*QUELLE*:
---------------
21. Streit wegen der widersprüchlichen Produktionsverhältnisse der Dorfglashütte in der Mitte des 19. Jahrhunderts (1841 - 1852)

Unveränderter Wortlaut der von K.-J. Schmidt erstellten Chronik
Die Glasbläser arbeiteten in der Hütte noch genauso wie vor fast 200 Jahren. Um den Ofen befanden sich vier „Stühle“. Zu jedem Stuhl gehörten

    1 Fertigmacher (2 Taler, 12 Groschen pro Woche)
    1 Vorbläser
    1 Balott (1 Taler, 12 – 18 Groschen)
    1 Einträger
    Dazu kamen pro Stuhl etwa 2 Schürer.

Die Hütte war in 24 Werkstätten aufgeteilt. Das Gebäude war 21,98 m lang, 11,96 m breit und bis zum Giebel 4,76 m hoch.
---------------
*GEZEIGTE EINTRÄGE*:

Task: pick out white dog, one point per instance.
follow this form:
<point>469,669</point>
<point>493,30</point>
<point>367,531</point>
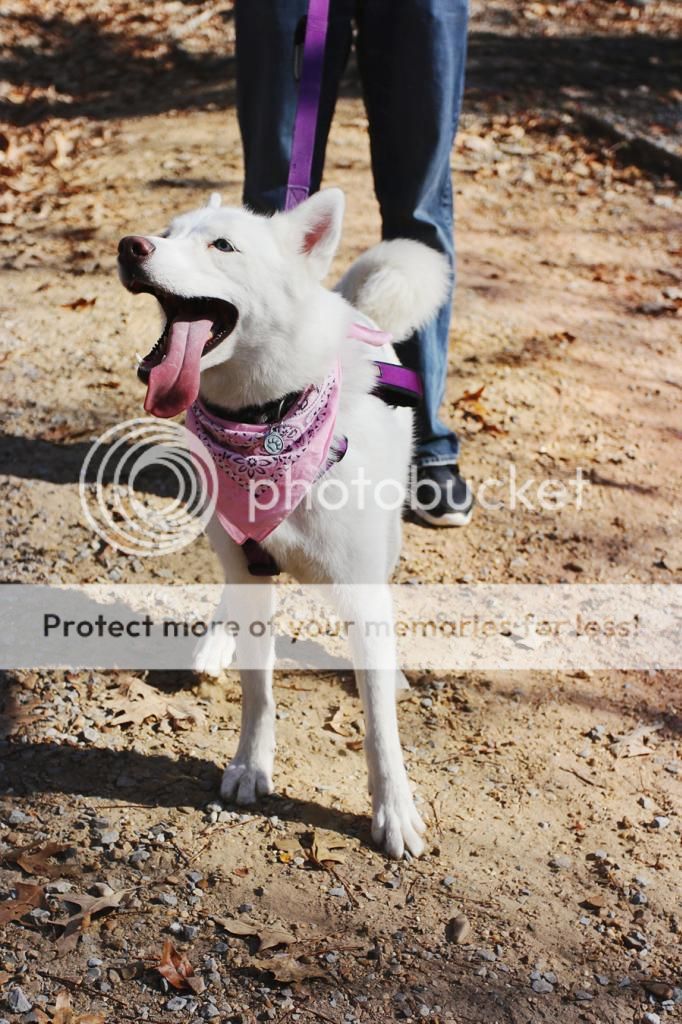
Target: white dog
<point>245,307</point>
---------------
*AUFGABEN*:
A) Prüfe, ob die folgenden Aussagen mit der Glashütten-Chronik übereinstimmen. Antworte jeweils mit Ja oder Nein und zitiere die entscheidenden Worte der Chronik wörtlich: (i) Um den Ofen standen vier Stühle. (ii) Die Hütte war in 12 Werkstätten aufgeteilt. (iii) Das Gebäude war 21,98 m lang.
B) Wie viele Schürer kamen laut der Glashütten-Chronik ungefähr auf jeden Stuhl?
Die Einträge stammen aus einer anderen Quelle als die Glashütten-Chronik.

*LÖSUNGEN*:
A)
(i) Ja: „Um den Ofen befanden sich vier „Stühle“.“
(ii) Nein: „Die Hütte war in 24 Werkstätten aufgeteilt.“
(iii) Ja: „Das Gebäude war 21,98 m lang“

B) Etwa zwei Schürer pro Stuhl.